PROBLEM — Quote the passage of the text on Iceland's conversion at the Althing of 1000 word for word, from "According to Ari’s" to "submitted to arbitration.".

According to Ari’s Íslendingabók, matters came to a head at the Althing of 1000, as those who had kept troth with the Norse Gods squared off against the Christians.  Both sides swore that they would not live together under the same law, and the encounter threatened to escalate into open warfare.  In typical Icelandic fashion, mediators intervened, and the matter was submitted to arbitration.

The Christians called for Hall Thorsteinsson of Sida to act as their negotiator.  But to the astonishment of both Christians and Heathens alike, he turned the task over to Thorgeirr Thorkelsson.  A constitutionally elected law-speaker from Ljósavatn in the Northern Quarter, Thorgeir was also a Heathen goði, but with close ties to the Christian community.  Both sides finally agreed to submit to his arbitration.  However, before he would even consider making such a momentous decision, Thorgeir went “under the cloak” to consult with the Gods.  The advantages of conversion--treaties, peace and prosperity—needed to be  weighed against the value of keeping troth to the Gods under threat of violent destruction and bloodshed for the land and her people.  What would be lost by converting, and what might be preserved? So Thorgeir lay down and spread his cloak over him, and remained there without moving for a day and a half.  The next morning he arose and announced that the entire gathering should proceed to the Law Rock.  Once everyone was assembled there, he announced his decision: that all of Iceland should be under one law because, “It will prove true, if we break the law in pieces, that we break the peace in pieces, too.”  He proclaimed that all men in Iceland should be immediately baptized and become Christians, but that certain Heathen practices, such as sacrifice to the old Gods, should be allowed to continue in private.

PROVIDED DATA —
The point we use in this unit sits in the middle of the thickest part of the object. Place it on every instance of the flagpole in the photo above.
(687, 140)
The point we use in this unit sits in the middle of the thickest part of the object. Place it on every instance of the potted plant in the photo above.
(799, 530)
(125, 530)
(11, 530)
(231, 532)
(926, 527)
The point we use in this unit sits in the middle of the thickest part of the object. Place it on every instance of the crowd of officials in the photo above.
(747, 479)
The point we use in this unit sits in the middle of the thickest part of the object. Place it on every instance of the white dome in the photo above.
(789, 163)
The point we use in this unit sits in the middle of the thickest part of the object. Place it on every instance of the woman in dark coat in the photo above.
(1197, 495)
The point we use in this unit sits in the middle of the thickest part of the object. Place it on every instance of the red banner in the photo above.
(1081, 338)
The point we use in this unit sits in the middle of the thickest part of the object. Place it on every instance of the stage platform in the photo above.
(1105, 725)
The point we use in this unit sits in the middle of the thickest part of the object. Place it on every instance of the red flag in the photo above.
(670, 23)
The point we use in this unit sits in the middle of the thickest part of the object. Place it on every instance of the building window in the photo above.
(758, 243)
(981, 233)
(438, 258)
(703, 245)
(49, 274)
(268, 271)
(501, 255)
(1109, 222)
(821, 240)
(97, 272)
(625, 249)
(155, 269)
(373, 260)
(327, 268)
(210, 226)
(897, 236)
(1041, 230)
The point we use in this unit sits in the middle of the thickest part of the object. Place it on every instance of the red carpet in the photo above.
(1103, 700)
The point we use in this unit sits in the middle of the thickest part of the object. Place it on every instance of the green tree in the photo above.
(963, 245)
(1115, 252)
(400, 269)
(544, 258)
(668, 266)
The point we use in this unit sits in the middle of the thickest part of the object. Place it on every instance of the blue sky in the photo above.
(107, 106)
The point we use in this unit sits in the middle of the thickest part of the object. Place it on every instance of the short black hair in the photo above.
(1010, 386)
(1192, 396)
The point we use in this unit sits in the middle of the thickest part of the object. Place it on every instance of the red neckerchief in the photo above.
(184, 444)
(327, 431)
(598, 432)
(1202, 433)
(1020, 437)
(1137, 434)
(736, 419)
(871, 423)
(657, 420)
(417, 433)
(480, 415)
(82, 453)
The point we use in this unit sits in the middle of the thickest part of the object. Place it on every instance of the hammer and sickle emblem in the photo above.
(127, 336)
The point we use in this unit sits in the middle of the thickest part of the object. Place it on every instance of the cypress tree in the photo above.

EXERCISE SOLUTION —
According to Ari’s Íslendingabók, matters came to a head at the Althing of 1000, as those who had kept troth with the Norse Gods squared off against the Christians.  Both sides swore that they would not live together under the same law, and the encounter threatened to escalate into open warfare.  In typical Icelandic fashion, mediators intervened, and the matter was submitted to arbitration.